Task goal
Rewrite every line of the listing below, requests included, and scale each coordinate in the answer points by 0.95, rounding to whole numbers with halves going up. Leave the numbers in the requests and their format samples as they are.

Supplied records
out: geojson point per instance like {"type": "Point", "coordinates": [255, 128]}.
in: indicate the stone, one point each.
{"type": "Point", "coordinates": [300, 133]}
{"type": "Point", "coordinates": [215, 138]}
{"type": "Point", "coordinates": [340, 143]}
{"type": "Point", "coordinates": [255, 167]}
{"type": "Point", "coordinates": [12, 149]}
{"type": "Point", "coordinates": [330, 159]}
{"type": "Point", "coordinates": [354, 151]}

Correct answer
out: geojson point per instance like {"type": "Point", "coordinates": [255, 128]}.
in: indicate the stone, one point each.
{"type": "Point", "coordinates": [285, 126]}
{"type": "Point", "coordinates": [204, 131]}
{"type": "Point", "coordinates": [323, 136]}
{"type": "Point", "coordinates": [242, 159]}
{"type": "Point", "coordinates": [11, 142]}
{"type": "Point", "coordinates": [314, 151]}
{"type": "Point", "coordinates": [336, 143]}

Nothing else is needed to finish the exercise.